══ READING TEXT ══

This is the government's summary findings of the potential "WORST CASE" losses over the next two years for all 19 of the bank holding companies that were subject to the government's stress test.

19_bank_scap_results.gif

 

Here are some highlights of interest from my report to compare and contrast:

 Alt-A loans

  • Nearly 36% of Alt A loans had least one late payment over the past one year. In Florida nearly 48.5% of Alt-A loans had at least one late payment over the past one year followed by Nevada (43.5%) and California (41.6%).
  • Alt A loans 90+ days past due were 8.7% of total loans with California and Nevada having the highest 90+ days loans past due at 11.3% and 10.3% of total loans, respectively.
  •  Overall 30.4% of Alt-A loans are in risk of default based on prorate share (based on weighted average foreclosure / past due loans and REO loans for each state with weights based on average loan outstanding at each state). 
  • Nearly 42.8% of Alt-A loan outstanding were originated on or before 2005 while 35.6% and 21.6% of loans were originated during 2006 and 2007, respectively.  With S&P Case Shiller declining by nearly 19% , 29% and 29% since 2005, 2006 and 2007, respectively most of these loans are currently underwater in view of the fact that average LTV at origination for Alt-A loans was at 81%.
  • Overall net charge off for Alt-A loans (cumulative 2 years assuming current delinquent and foreclosed turn into expected charge-off over a two year time horizon) is expected to reach as high as 23.9% significantly higher than Fed's implied loss rate assumption of 9.5%-13.5% under the adverse case scenario. Fed's adverse case and base case assumption for subprime charge offs is even lower than current loans past due which is at 13.0%.

═══

Could you repeat, word for word, the part of the stress-test text above that begins with "19_bank_scap_results.gif" and ends with "and California (41.6%)."?

══ SUPPLIED DATA ══

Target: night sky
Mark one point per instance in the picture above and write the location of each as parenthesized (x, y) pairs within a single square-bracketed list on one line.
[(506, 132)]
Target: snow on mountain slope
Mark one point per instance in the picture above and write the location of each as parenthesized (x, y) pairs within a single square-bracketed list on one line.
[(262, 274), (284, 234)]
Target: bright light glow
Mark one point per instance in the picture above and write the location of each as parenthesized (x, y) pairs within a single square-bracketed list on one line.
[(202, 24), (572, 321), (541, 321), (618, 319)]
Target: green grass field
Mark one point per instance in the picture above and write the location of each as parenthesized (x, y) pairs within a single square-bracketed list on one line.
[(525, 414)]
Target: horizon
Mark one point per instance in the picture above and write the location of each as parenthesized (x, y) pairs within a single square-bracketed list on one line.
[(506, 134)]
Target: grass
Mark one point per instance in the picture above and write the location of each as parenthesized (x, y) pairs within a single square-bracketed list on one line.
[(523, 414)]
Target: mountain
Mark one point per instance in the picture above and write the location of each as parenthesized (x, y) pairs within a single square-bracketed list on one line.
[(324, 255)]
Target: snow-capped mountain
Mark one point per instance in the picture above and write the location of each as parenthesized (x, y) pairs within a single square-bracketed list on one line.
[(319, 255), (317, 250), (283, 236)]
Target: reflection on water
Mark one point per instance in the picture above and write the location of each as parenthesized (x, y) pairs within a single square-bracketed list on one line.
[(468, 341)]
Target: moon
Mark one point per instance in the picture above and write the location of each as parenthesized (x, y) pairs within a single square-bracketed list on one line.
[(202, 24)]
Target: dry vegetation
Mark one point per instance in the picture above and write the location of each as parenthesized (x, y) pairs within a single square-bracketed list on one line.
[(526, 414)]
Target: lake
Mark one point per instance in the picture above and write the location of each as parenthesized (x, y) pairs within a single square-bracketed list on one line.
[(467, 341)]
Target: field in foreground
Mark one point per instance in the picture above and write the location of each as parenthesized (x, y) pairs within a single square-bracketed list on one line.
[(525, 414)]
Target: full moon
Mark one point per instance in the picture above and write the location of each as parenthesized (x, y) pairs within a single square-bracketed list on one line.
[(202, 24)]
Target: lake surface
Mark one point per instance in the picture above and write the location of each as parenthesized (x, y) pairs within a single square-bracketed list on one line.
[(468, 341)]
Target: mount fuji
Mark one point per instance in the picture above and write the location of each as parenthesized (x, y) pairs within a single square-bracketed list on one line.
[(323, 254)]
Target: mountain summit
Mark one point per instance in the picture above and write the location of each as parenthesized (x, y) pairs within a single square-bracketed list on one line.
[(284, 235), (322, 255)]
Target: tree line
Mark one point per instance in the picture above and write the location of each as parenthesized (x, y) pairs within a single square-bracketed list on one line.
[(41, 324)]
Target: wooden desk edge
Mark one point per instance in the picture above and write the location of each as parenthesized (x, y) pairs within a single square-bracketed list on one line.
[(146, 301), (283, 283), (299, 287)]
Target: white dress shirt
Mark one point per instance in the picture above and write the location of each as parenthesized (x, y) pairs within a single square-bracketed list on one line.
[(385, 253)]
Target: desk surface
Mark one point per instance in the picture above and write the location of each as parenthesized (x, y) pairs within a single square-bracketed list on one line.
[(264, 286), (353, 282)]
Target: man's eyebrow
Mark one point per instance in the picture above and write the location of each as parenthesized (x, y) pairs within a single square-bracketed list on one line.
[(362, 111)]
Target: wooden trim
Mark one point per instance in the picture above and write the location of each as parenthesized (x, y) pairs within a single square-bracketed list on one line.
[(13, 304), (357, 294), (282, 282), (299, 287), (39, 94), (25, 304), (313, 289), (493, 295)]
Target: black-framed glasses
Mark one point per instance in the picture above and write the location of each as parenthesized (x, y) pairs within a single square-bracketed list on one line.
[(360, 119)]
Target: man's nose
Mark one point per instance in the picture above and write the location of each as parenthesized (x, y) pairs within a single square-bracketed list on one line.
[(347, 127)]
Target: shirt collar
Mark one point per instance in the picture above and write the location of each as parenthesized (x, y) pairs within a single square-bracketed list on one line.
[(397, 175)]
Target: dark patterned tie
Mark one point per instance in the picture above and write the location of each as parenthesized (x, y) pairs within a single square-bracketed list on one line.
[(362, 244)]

═══

§ ANSWER TO THIS PROBLEM
19_bank_scap_results.gif

 

Here are some highlights of interest from my report to compare and contrast:

 Alt-A loans

  • Nearly 36% of Alt A loans had least one late payment over the past one year. In Florida nearly 48.5% of Alt-A loans had at least one late payment over the past one year followed by Nevada (43.5%) and California (41.6%).